» Exercise tasks
(a) In the text on mouth shapes and visemes, what have studies shown about how native Japanese speakers use lip reading?
(b) Resume the text on mouth shapes and lip-syncing, starting right after its final sentence.

» Text section
════

Try opening your mouth as much as possible, making a tall O shape. Now smile, smile more and make your mouth as wide as possible, making a long dash shape. Those are our limits but notice you cannot have a fully open and wide mouth. Instead of an infinite plane, we form instead of a find of oval shape where the point can be on the paper. This geometry is our possibility space. I have say eight expressions that map the possible mouth manipulations. We build this complex 8th-dimensional possibility space which is easy to talk about with maths and computers but very hard to visualise. It will have very likely spots and improbable spots with edges fading to impossibility.
My first exposure to mouth shapes was the classic animator's handbook which so many have poured over for its depth of knowledge. This page should look familiar. This breaking down into shapes rather than sounds allows us to merge into a smaller problem space than the full phonetic alphabet. The most common use case I think most VR denizens and artists will face are the VRChat Visemes.
I have heard Visemes describe as representing an axis in that possibility space. This is an okay approach but leads to smearing and, honestly, a larger dimensional space than is needed. A better system is to take those hot spots of high probability I mentioned before, being sure to have points near the edge represented and build a set of points, like planets floating in this multidimensional space, each with their own gravity. You don't care where you are in space but rather which planet, or maybe two or three planets, are nearest to you—giving you the mouth shape you need to create from 1-3 blend shapes: the fewer shapes, the more distinct and readable but the less smooth the transition.
Japanese vs Western Animators
An important side note in this discussion revolves around Anime and the Japanese language. The IPA chart I put above is representative of all languages, not just English. Some languages use more and others less. English with its habit of beating up other languages and stealing their grammar and vocab, has a pretty broad presentation. Though try to get an Englishman to roll his Rs or a fine Lady to get the plosives of Xhosa, and you will have a fun time laughing. For various reasons, Japanese has very few sounds comparatively but also focuses on the sounds with not much rounding or mouth manipulation.
Studies have shown that native Japanese speakers barely use lip reading to help to understand words. By comparison, English speakers have auditory hallucinations based on what they see, allowing for a wider range than the pure audio. Don't believe me watch this video from BBC Horizon on the McGurk effect. As a result, animators in Disney and the like have whole departments dedicated to lip-syncing as it's critical to sell the character.

════

» Entries shown
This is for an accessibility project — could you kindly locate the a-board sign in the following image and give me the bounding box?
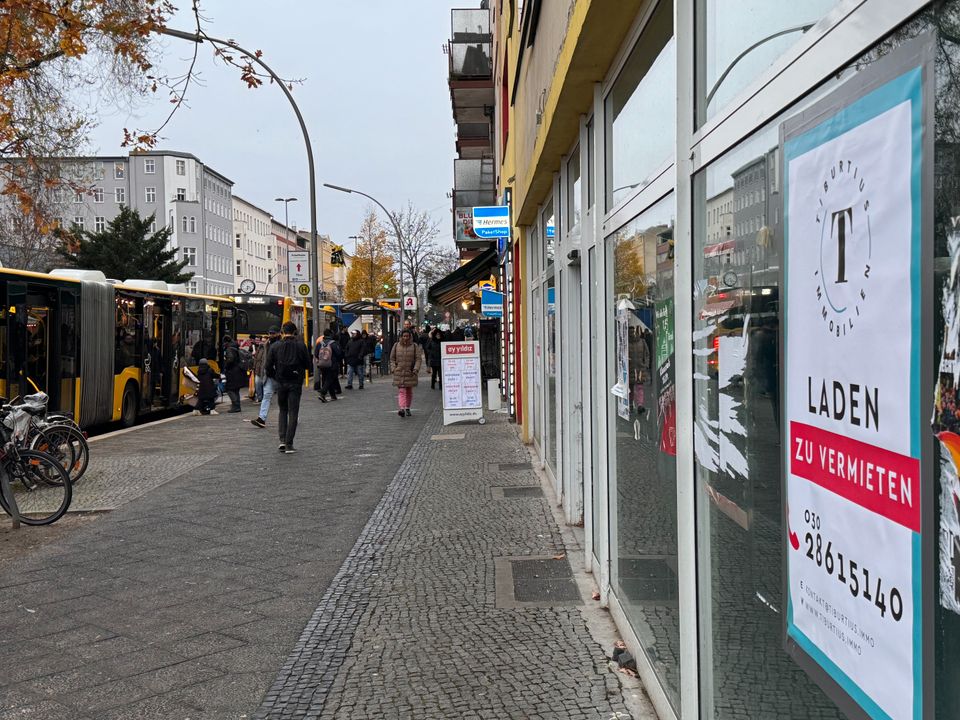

════

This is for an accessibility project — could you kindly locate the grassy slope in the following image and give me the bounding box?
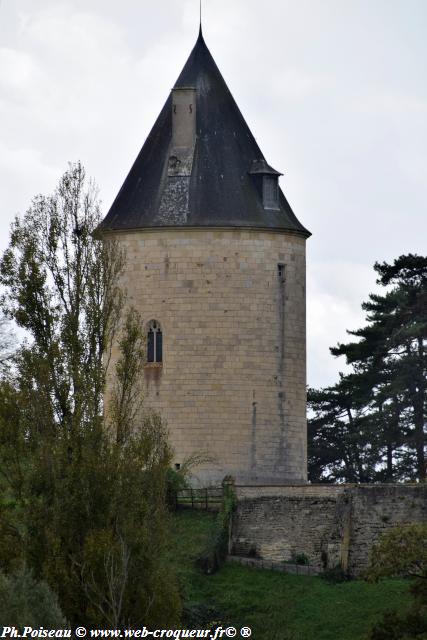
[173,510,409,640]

════

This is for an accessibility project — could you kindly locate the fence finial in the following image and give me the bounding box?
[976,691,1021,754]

════

» Per-task answers
(a) They barely use lip reading to help understand words.

(b)
By comparison, Japanese animation has mostly made mouth flaps, or envelope tracking, with only the occasional emotional scene getting the full lip treatment. This has a substantial cultural effect but also an impact on technology. It's no secret that Japan & China lead the way in Virtual Reality and a critical but tangential area, Virtual Avatars. VTuber tech of today, and much of the motion capture tech, was developed in Japan. As such, engineering effort has been spent in certain places and not in others. This also bleeds out into content like the dominance of Japanese art in VRChat, leading to less emphasis on distinct Visemes. Some plugins even generating smoothed out estimates of key shapes based on 2-4 example shapes.
Virtual Reality and New Devices
With HTC once again teasing their lip tracker, years after it's debut in the dev space, and other big players entering the space, it's time to talk devices. The HTC device is a dedicated lip tracker camera, purpose-built for this tracking. The Decagear has both an upper and lower face camera for tracking, so they will have a dedicated lip tracker. Additionally, we know Facebook is developing a range of solutions. Many other's have projects not yet in the public space but safe to say the facial tracking cameras will be standard tech in new headsets within five years.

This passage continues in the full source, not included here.